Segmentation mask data
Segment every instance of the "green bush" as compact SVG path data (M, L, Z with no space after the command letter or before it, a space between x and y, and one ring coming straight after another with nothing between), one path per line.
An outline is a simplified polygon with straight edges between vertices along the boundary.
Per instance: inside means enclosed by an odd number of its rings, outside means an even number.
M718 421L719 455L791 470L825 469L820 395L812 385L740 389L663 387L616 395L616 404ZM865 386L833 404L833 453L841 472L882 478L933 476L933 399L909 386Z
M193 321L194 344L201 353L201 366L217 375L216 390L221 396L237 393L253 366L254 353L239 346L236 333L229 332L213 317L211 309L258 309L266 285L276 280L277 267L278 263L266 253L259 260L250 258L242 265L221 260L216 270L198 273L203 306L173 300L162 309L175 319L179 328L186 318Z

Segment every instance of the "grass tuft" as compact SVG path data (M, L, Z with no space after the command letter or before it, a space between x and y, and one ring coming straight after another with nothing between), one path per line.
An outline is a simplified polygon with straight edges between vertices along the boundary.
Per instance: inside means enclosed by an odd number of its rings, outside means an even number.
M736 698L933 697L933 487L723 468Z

» **Exercise objective**
I'd like the entries above reproduced in full, exactly as they stand.

» **Response area**
Segment every instance of the "green bush" as compact SVG path data (M, L, Z with no space after the command letter or before it, a space between x and y, and one ring coming straight after another with nothing between), one path per line.
An outline is a simplified polygon with straight edges between vertices along the boundary.
Per instance: inside means enclosed by an odd number of its rings, outside means an even number.
M718 421L719 455L791 470L825 469L820 395L812 385L740 389L663 387L616 395L616 404ZM865 386L833 404L833 453L841 472L882 478L933 476L933 399L909 386Z
M193 321L194 344L201 353L201 366L217 375L216 390L221 396L237 393L253 366L254 353L239 346L236 333L229 332L213 317L211 309L258 309L266 285L276 280L277 267L278 263L266 253L259 260L250 258L242 265L221 260L216 270L198 273L203 306L173 300L162 309L175 319L179 328L186 318Z

Segment every instance of the "grass tuft" as compact SVG path data (M, L, Z with no space after the command letter or before it, a space between x and y, and one ring coming straight after another with nothing between), one path per line.
An outline is a simplified polygon with straight edges between vertices along the boundary.
Per instance: inside means enclosed by an odd number of its rings, outside means an even number.
M736 698L933 697L933 487L723 468Z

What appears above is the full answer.